### Testo di partenza
===============

Di colpo, ci troviamo letteralmente travolti da onde anomale di gioia, da taluni apertamente manifestata, da altri condivisa in (religioso?) silenzio. Anche nella sfera del diritto? Ebbene, nella sua autonomia e indipendenza, la giurisdizione penale esige giudici – diversa la posizione dei magistrati del pubblico ministero – costituzionalmente “soggetti soltanto alla legge”. E, per ciò stesso, intrinsecamente soggetti al logos, all’esercizio ossia della ragione, fonte indefettibile del “libero convincimento”. Che è altro dal “libero arbitrio”. “Libero”, per l’appunto, alla luce della dottrina e della giurisprudenza, oltre che del buon senso, equivale a logico, coerente, ragionevole, se non razionale, e conforme alla legge e ai fatti. Una libertà, insomma, intrisa della linfa vitale della ratio e dello ius, che, in contesti di common law, forse in modo più pertinente e cogente, definisce e postula standard di “certezza oltre ogni ragionevole dubbio”.

===============

### Materiale fornito

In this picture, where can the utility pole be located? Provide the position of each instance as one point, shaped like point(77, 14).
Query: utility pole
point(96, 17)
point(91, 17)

===============

### Indicazioni del compito
Prosegua il testo sul libero convincimento del giudice, riprendendo subito dopo l'ultima frase riportata.

### Risposta qui sotto
Quando saranno rese note le motivazioni assolutorie della Corte di Giustizia di Milano, l’auspicio è che la specifica complessità di alcuni interrogativi qui proposti trovi puntuali, plausibili risposte, tali (quanto meno) da eguagliare e controbilanciare il rigore logico-argomentativo, in diritto e in fatto, della sentenza appena riformata “in nome del popolo italiano”. Solo per comprendere, stante il giudizio pronunciato nel nostro nome. Noi, il popolo, usa dire e pensare in USA. Scrive John Locke, nel suo Secondo Trattato sul Governo: “Laddove è possibile un appello alla legge e ai giudici costituiti, ma il rimedio è negato da un manifesto pervertimento della giustizia e da una sfacciata distorsione della legge intese a proteggere o incoraggiare la violenza o le offese di alcuni uomini o partiti, qui è difficile immaginare altra cosa da uno stato di guerra. Poiché ogniqualvolta si usi violenza o si arrechi offesa, anche se viene dalle mani di chi è designato ad amministrare la giustizia, è sempre violenza o offesa, per quanto dissimulata sotto il nome, le vesti o le forme della legge il cui fine è proteggere e rendere giustizia all’innocente mediante un’imparziale applicazione a tutti coloro che a quella legge sono soggetti”. Perché, “se vuoi sapere che cosa è uno Stato e il suo diritto, la sua giustizia e la sua libertà, devi solo domandarti quanti innocenti tiene in prigione e quanti criminali lascia in libertà” (Ivo Andric). E tuttavia, ci ricorda Shakespeare, “vi sono più cose in cielo e in terra”, di quante non possiamo neppure immaginare.